The answer must be an exact reproduction of all the entries.

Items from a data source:
-------------------------

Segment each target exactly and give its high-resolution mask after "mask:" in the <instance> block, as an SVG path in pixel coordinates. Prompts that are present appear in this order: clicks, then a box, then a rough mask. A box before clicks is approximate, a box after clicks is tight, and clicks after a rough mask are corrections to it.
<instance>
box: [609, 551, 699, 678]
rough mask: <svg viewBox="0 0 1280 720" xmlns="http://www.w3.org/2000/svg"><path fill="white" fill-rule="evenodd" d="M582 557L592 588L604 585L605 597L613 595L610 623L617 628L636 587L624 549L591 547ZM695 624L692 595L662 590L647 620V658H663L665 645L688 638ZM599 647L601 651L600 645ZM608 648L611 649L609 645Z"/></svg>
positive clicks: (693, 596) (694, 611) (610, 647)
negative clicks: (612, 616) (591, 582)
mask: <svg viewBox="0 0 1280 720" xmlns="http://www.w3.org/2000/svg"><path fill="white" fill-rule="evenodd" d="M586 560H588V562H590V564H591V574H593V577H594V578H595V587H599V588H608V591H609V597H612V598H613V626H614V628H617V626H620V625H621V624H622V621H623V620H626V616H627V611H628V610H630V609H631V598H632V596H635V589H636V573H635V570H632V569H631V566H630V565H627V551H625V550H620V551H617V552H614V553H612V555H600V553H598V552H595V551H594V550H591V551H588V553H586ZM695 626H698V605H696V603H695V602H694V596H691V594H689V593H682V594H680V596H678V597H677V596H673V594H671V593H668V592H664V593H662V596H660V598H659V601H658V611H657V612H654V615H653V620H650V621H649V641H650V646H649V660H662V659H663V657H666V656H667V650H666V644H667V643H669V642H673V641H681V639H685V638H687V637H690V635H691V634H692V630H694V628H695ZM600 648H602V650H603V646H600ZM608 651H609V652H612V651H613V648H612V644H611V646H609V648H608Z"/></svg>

-------------------------

Exercise response:
Segment each target exactly and give its high-resolution mask after "mask:" in the <instance> block, as an SVG path in pixel coordinates. Prompts that are present appear in this order: clicks, then a box, then a rough mask. A box before clicks is approximate, a box after clicks is tight, and clicks after a rough mask are corrections to it.
<instance>
box: [609, 551, 699, 678]
rough mask: <svg viewBox="0 0 1280 720" xmlns="http://www.w3.org/2000/svg"><path fill="white" fill-rule="evenodd" d="M582 557L592 588L604 585L605 597L613 595L610 623L617 628L636 587L624 549L591 547ZM695 624L692 595L662 590L647 620V658H663L665 645L688 638ZM599 647L601 651L600 645ZM608 648L611 649L609 645Z"/></svg>
positive clicks: (693, 596) (694, 611) (610, 647)
negative clicks: (612, 616) (591, 582)
mask: <svg viewBox="0 0 1280 720" xmlns="http://www.w3.org/2000/svg"><path fill="white" fill-rule="evenodd" d="M586 560H588V562H590V564H591V574H593V577H594V578H595V587H599V588H608V591H609V597H612V598H613V626H614V628H617V626H620V625H621V624H622V621H623V620H626V616H627V611H628V610H630V609H631V598H632V596H635V589H636V573H635V570H632V569H631V566H630V565H627V551H625V550H620V551H617V552H614V553H612V555H600V553H598V552H595V551H594V550H591V551H588V553H586ZM695 626H698V605H696V603H695V602H694V596H691V594H689V593H682V594H680V596H678V597H677V596H673V594H671V593H668V592H664V593H662V596H660V598H659V601H658V611H657V612H654V615H653V620H650V621H649V641H650V646H649V660H662V659H663V657H666V656H667V650H666V644H667V643H669V642H673V641H681V639H685V638H687V637H690V635H691V634H692V630H694V628H695ZM600 648H602V650H603V646H600ZM608 651H609V652H612V651H613V648H612V644H611V646H609V648H608Z"/></svg>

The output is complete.